### Given records
.....

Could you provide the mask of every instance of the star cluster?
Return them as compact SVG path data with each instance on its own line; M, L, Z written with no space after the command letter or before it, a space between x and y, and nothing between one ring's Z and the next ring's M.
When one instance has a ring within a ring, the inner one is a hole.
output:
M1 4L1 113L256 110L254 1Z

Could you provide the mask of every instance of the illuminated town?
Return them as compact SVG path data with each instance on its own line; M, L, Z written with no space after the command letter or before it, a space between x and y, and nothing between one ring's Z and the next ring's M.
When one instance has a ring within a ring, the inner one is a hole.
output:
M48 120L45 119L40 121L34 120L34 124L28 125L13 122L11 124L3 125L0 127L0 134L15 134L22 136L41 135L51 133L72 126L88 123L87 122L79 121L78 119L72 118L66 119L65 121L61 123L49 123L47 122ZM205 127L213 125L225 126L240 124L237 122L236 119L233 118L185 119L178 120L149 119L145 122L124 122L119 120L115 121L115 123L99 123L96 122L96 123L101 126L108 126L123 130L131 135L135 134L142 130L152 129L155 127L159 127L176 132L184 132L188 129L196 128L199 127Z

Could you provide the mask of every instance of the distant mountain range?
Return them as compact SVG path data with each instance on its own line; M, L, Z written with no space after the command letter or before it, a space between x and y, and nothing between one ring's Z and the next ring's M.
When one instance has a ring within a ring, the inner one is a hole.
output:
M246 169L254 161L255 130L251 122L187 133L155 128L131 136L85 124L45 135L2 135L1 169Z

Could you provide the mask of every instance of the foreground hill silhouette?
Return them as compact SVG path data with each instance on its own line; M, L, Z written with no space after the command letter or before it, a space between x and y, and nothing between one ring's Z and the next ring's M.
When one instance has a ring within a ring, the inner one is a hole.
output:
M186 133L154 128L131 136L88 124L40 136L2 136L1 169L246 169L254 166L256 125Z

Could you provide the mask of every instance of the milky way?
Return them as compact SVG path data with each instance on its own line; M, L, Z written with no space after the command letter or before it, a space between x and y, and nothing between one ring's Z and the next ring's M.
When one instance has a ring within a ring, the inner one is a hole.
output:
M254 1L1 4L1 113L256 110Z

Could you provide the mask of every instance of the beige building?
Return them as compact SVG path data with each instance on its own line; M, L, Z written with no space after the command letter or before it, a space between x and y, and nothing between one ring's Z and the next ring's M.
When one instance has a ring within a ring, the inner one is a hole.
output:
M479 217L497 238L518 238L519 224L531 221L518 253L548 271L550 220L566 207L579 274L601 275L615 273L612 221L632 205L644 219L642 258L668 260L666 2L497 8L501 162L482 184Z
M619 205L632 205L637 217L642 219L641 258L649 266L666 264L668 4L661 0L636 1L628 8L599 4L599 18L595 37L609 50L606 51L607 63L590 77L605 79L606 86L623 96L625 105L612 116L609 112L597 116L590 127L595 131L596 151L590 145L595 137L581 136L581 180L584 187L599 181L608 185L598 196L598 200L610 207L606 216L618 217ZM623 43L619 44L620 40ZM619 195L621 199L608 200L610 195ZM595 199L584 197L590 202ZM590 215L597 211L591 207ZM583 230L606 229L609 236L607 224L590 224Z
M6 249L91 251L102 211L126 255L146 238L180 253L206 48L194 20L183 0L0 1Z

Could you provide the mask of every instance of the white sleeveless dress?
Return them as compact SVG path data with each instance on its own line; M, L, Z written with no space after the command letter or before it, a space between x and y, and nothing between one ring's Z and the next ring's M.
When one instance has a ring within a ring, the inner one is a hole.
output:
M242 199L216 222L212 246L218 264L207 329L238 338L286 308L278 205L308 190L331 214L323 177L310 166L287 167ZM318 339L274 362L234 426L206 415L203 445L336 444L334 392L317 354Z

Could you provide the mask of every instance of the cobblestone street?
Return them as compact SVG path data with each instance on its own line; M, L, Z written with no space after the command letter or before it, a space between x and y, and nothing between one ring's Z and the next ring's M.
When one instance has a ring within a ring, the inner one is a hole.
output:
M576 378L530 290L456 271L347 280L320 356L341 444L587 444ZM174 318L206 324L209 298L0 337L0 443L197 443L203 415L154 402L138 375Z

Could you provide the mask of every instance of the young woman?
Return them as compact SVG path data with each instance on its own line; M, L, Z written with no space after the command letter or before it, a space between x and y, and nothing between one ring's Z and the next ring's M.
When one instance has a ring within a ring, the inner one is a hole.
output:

.....

### Exercise directions
Express the rows above as a numbered list with one item per line and no blank lines.

### Output for this task
1. Could you provide the mask of every instance of the star cluster?
2. Return them as compact SVG path data with each instance on its own line; M, L, Z written with no space after the command letter or before it, a space between x and y, and nothing between one ring's Z and the next ring's M.
3. When one instance has a ring within a ring, the inner one is a hole.
4. output:
5. M1 4L1 113L256 110L254 1Z
6. Could you provide the mask of every instance of the illuminated town?
7. Return them as compact SVG path data with each instance on its own line; M, L, Z written with no space after the command letter or before it, a space between x and y, and nothing between one ring's Z and the next ring's M.
8. When one instance has a ring within a ring, the inner one is a hole.
9. output:
10. M48 120L45 119L40 121L34 120L34 124L28 125L13 122L11 124L3 125L0 127L0 134L15 134L22 136L41 135L51 133L72 126L88 123L87 122L79 121L78 119L72 118L66 119L65 121L61 123L49 123L47 122ZM205 127L213 125L225 126L240 124L237 122L236 119L233 118L185 119L178 120L149 119L145 122L124 122L119 120L115 121L115 123L99 123L96 122L96 123L101 126L108 126L123 130L131 135L135 134L142 130L152 129L155 127L159 127L176 132L184 132L188 129L196 128L199 127Z
11. Could you provide the mask of every instance of the distant mountain range?
12. Return them as compact SVG path data with each instance on its own line; M, L, Z written with no space after the command letter or before it, a space between x and y, and nothing between one ring's Z and the next ring's M.
13. When one instance has a ring within a ring, the inner one is a hole.
14. output:
15. M246 169L254 161L255 130L251 122L187 133L155 128L131 136L85 124L45 135L2 135L1 169Z
16. Could you provide the mask of every instance of the foreground hill silhouette?
17. Return them as compact SVG path data with each instance on its own line; M, L, Z written with no space after the command letter or before it, a space between x and y, and nothing between one ring's Z and the next ring's M.
18. When one instance has a ring within a ring, the inner one is a hole.
19. output:
20. M186 133L154 128L131 136L88 124L40 136L2 136L1 169L246 169L254 166L256 125Z
21. Could you provide the mask of every instance of the milky way?
22. Return them as compact SVG path data with each instance on its own line; M, L, Z written with no space after the command letter or before it, a space between x and y, and nothing between one ring's Z and the next ring's M.
23. When one instance has a ring within a ring, the inner one is a hole.
24. output:
25. M254 1L1 4L1 113L256 110Z
26. Could you provide the mask of every instance of the beige building?
27. Return them as compact SVG path data with each instance on its own line; M, L, Z written with no space after the command letter or before it, a space between x and y, and nothing between one ring's Z and the next ring's M.
28. When one instance has a ring within a ring, the inner one is a hole.
29. output:
30. M479 217L497 238L518 238L519 224L531 221L518 253L548 271L550 220L566 207L579 274L601 275L615 273L612 221L632 205L644 219L642 258L668 260L666 2L497 8L501 162L482 184Z
31. M619 205L632 205L637 217L642 219L641 258L649 266L666 264L668 4L661 0L636 1L628 8L599 4L599 18L595 37L609 50L606 51L607 63L590 77L605 79L606 86L623 96L625 105L612 116L609 112L597 116L590 127L595 131L596 151L590 145L595 137L581 136L581 180L584 187L599 181L608 185L598 196L598 200L610 207L606 216L618 217ZM623 43L619 44L620 40ZM619 195L621 199L608 200L610 195ZM595 199L584 197L590 202ZM590 215L597 211L591 207ZM583 230L606 229L609 236L607 224L590 224Z
32. M6 249L91 251L102 211L126 255L146 238L180 253L206 48L194 20L183 0L0 1Z
33. Could you provide the mask of every instance of the white sleeveless dress?
34. Return them as compact SVG path data with each instance on its own line; M, L, Z written with no space after the command letter or before it, a space between x and y, and nothing between one ring's Z and the next ring's M.
35. When one instance has a ring within a ring, the inner one is a hole.
36. output:
37. M242 199L216 222L212 246L218 264L207 329L238 338L286 308L278 205L308 190L331 214L323 177L310 166L287 167ZM318 339L274 362L234 426L206 415L203 445L336 444L334 392L317 354Z
38. Could you provide the mask of every instance of the cobblestone street?
39. Return them as compact SVG path data with each instance on its own line; M, L, Z written with no space after the command letter or before it, a space between x and y, and nothing between one ring's Z and the next ring's M.
40. When one instance has a ring within a ring, the inner one is a hole.
41. output:
42. M576 378L530 290L456 271L347 280L320 356L341 444L587 444ZM174 318L206 324L209 298L0 337L0 443L197 443L203 415L154 402L138 375Z
43. Could you provide the mask of every instance of the young woman?
44. Return them as compact SVG path data with each instance on its own line; M, L, Z written with no space after the command letter or before it, a space between x and y, and nothing between one ring's Z and the next ring's M.
45. When one instance has a ring within a ring, the inner one is a hole.
46. output:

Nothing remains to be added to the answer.